___ DATASET RECORDS ___

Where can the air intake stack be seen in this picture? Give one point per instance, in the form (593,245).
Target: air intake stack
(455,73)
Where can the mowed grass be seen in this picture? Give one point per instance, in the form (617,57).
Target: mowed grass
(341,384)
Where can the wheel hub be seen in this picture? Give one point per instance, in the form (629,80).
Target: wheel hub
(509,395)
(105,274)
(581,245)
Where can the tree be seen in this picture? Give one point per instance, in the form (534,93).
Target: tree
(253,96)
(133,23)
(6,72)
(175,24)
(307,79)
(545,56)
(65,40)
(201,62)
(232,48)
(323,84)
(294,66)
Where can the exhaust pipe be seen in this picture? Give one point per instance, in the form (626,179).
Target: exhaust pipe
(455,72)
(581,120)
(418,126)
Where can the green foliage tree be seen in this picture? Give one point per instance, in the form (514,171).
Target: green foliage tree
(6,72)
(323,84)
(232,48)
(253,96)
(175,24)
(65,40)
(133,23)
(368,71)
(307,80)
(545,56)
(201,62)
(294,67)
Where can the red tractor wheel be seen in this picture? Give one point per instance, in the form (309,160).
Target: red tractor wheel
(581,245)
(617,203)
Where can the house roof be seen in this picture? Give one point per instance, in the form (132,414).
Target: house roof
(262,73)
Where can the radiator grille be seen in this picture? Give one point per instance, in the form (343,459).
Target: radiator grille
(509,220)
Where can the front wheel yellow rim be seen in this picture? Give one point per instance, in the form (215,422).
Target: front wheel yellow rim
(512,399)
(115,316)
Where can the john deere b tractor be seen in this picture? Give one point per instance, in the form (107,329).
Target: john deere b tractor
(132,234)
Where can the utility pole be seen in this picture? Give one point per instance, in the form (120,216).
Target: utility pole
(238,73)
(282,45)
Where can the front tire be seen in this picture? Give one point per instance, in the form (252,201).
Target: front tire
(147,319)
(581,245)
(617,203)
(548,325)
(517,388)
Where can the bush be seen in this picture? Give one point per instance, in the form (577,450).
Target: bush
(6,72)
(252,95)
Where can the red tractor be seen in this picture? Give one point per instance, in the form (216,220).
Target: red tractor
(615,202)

___

**PROBLEM TO SOLVE**:
Return the listing above in full, character for character.

**EXERCISE OUTPUT**:
Where can the air intake stack be seen in this picture? Give one point per instance, in the form (593,245).
Target: air intake stack
(455,73)
Where can the mowed grass be seen in this picture? Give one point per instance, in the form (617,57).
Target: mowed grass
(341,384)
Where can the wheel hub be seen in this picture? Give one point per instance, in the form (629,80).
Target: wheel hub
(509,395)
(105,274)
(581,245)
Where can the tree be seen in this picture? Give one point per instance, in the form (534,93).
Target: tree
(253,96)
(133,23)
(6,72)
(175,24)
(307,79)
(545,56)
(65,40)
(201,62)
(232,48)
(323,84)
(294,66)
Where can the exhaust pipe be seen in this picture? Give one point per instance, in the form (626,179).
Target: exhaust pipe
(455,72)
(581,120)
(418,126)
Where can the green foliage tree be seen in this picture? Give one point per instance, in the form (514,171).
Target: green foliage tree
(6,72)
(323,84)
(232,48)
(253,96)
(175,24)
(65,40)
(133,23)
(368,71)
(307,80)
(545,56)
(201,62)
(294,67)
Where can the red tractor wheel be seen in this picture? Give one point per instance, in the form (309,160).
Target: red tractor wheel
(581,245)
(617,203)
Where can the house roof be seen in this picture? Give one point per instance, in the form (132,414).
Target: house roof
(262,73)
Where can the radiator grille be seen in this picture? Give one point per instance, in the form (343,459).
Target: radiator grille
(509,220)
Where can the front wheel yellow rim be seen in this picture? Give one point per instance, in the form (215,422).
Target: front wheel yellow rim
(512,399)
(115,316)
Where can the john deere b tractor be seen in this picture? Give one point per instance, in the form (107,329).
Target: john deere b tractor
(132,234)
Where can the utility pole be seen in this picture? Give one point per instance, in the form (120,216).
Target: utility pole
(238,73)
(282,45)
Where can the front tire be seen in this picture? Give one point per instance, in the form (252,201).
Target: front tire
(147,319)
(581,245)
(617,203)
(548,325)
(517,388)
Where can the bush be seen in this picture? Give one point per instance, in the form (577,450).
Target: bush
(6,72)
(252,95)
Where can the red tractor be seen in this picture? Give one point per instance, in the form (216,220).
Target: red tractor
(615,202)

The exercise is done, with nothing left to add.